* **EXERCÍCIO PROPOSTO 1**: Indique todas as linhas dos registos que contêm a palavra "bottle", tendo em conta maiúsculas e minúsculas.

:: TEXTO DADO

O que há a retirar sobre o Festival da Canção 2018
Debati-me um bocadinho acerca de como (e se) devia falar do Festival da Canção este ano. No final achei que seria estúpido perder a oportunidade de o fazer, ainda para mais no ano em que a Eurovisão ganha outro significado por se realizar no nosso país. Agora que o processo de selecção está concluído, vamos então retirar ilações:
1) Portugal reconciliou-se de vez com o Festival
Da suspeita trémula de 2017 à certeza inabalável de 2018: é bom constatar que o país voltou a nutrir afecto por um dos seus eventos mais históricos, agora de esperança e ânimo renovados pela conquista da Eurovisão. E é um sentimento que se arrasta desde que foram conhecidas as datas, locais, compositores, autores e intérpretes - e não só apenas nas semanas da sua realização, como acontecia (e quando acontecia, isto é) até aqui. Isso deve-se muito em parte ao bom trabalho da RTP, não só em ligar o Festival ao público, mas também em manter a aposta na diversidade e riqueza de compositores e intérpretes convidados.
2) E se o país vencedor ficasse de fora da competição no ano seguinte?
Ok, esta pode ser uma ideia polémica, mas foi algo que me ocorreu enquanto assistia à primeira eliminatória. Pensem comigo: organizar a Eurovisão é uma tarefa complexa e exigente que obriga a um elevado investimento de capital e em mão de obra. Será, por isso, que devemos gastar ainda mais recursos na selecção de um tema que tem o difícil fardo de suceder à canção vencedora? A história diz-nos que revalidar o título não é impossível, apesar de muito improvável, mas acaba por ser uma distracção daquela que é a nossa principal prioridade: ser o melhor país anfitrião possível. Isso já é motivo de orgulho por si só, não precisamos de colocar pressão adicional ao tentar obter um resultado que não nos envergonhe. Estarmos desde logo com presença garantida na final também parece batota, como o é também a regra dos "países intocáveis" - acabar com isso não era nada mal pensado, Mr. Ola Sand. A verdade é que já colocámos o Festival a hibernar por motivos menos relevantes.
3) Serão mesmo necessárias três fases de selecção?

::::
:: REGISTOS DISPONÍVEIS

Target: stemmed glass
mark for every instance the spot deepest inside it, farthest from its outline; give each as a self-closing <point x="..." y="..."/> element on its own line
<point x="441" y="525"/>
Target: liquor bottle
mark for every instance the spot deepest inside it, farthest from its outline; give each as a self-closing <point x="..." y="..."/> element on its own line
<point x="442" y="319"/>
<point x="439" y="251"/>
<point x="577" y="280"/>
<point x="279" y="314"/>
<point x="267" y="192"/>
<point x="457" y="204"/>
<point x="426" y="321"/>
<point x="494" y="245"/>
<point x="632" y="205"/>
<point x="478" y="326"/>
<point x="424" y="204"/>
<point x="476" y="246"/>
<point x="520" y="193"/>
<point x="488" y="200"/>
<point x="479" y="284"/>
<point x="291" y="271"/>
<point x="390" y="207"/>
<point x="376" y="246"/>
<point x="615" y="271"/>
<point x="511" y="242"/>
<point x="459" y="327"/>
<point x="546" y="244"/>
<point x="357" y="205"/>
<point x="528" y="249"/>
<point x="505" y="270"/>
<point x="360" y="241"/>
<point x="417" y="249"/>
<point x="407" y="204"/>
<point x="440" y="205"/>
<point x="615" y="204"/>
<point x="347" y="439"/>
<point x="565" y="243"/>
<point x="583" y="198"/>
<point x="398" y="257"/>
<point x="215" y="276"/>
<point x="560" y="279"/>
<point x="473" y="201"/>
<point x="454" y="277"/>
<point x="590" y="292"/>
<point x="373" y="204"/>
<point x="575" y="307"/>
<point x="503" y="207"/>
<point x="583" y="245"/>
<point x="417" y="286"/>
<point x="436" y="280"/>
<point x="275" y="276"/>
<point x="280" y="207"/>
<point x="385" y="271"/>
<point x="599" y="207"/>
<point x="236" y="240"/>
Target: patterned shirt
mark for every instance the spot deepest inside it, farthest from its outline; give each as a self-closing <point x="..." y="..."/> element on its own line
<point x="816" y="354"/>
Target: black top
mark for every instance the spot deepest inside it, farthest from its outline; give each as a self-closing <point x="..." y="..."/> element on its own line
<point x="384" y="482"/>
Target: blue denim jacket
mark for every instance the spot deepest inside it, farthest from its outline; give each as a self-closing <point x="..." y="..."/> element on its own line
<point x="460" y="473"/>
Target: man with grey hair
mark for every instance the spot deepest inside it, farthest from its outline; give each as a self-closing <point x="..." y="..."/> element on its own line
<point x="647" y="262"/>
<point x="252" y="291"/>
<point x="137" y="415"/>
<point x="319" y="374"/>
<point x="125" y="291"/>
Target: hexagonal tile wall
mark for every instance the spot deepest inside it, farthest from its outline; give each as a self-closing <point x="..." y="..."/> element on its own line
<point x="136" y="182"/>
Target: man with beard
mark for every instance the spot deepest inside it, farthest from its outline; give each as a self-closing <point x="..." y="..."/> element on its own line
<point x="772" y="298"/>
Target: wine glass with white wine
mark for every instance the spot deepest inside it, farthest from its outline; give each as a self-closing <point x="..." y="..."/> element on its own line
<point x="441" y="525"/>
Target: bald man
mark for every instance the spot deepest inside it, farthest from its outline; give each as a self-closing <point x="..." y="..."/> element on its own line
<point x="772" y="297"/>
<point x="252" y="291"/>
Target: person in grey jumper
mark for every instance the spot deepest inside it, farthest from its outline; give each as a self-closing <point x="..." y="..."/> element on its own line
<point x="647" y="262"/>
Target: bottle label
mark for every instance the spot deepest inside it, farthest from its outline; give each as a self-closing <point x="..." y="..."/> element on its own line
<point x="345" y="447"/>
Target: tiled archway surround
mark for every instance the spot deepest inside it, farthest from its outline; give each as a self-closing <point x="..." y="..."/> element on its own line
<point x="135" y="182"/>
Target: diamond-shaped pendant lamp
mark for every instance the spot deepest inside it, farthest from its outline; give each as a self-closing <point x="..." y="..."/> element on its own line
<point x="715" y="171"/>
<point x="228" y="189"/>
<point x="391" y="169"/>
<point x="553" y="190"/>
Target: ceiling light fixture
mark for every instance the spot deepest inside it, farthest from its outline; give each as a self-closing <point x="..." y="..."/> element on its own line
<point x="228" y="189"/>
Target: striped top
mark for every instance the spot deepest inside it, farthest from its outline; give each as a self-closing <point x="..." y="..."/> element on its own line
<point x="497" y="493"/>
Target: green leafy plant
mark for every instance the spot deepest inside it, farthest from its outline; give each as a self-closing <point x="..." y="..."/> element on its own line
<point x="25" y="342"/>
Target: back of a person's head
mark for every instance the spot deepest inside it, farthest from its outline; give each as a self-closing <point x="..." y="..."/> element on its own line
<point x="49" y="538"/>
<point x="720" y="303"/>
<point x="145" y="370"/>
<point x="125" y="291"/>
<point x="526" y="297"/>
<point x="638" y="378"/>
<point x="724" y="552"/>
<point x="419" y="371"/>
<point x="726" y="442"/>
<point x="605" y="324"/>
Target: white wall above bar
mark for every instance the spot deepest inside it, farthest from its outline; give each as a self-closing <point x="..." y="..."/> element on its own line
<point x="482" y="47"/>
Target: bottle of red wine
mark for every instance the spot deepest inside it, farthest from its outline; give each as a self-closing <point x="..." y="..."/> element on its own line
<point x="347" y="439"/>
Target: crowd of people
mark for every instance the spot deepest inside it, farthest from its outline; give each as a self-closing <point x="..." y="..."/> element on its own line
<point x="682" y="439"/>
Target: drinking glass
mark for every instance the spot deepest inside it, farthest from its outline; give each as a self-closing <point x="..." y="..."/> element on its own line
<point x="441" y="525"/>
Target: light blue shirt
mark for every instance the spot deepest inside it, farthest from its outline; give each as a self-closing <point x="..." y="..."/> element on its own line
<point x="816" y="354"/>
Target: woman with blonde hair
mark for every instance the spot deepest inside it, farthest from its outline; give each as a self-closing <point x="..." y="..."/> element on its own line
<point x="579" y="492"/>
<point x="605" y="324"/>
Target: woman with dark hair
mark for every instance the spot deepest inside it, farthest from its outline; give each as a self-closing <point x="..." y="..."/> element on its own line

::::

* **EXERCÍCIO PROPOSTO 2**: Reescreva de forma mais breve o parágrafo do texto sobre o Festival da Canção 2018 que começa por "Da suspeita trémula de 2017", mantendo os factos principais.

* **RESULTADO DA TAREFA 1**:
Target: liquor bottle
Target: bottle label
Target: bottle of red wine

* **RESULTADO DA TAREFA 2**: Em 2018, a dúvida de 2017 deu lugar à certeza: o país voltou a ter afecto pelo Festival, um dos seus eventos mais históricos, com esperança renovada pela vitória na Eurovisão. O entusiasmo existe desde que foram anunciados datas, locais, compositores, autores e intérpretes, e não só nas semanas do evento, como antes. Grande parte do mérito é da RTP, que aproximou o Festival do público e manteve a aposta na diversidade de compositores e intérpretes convidados.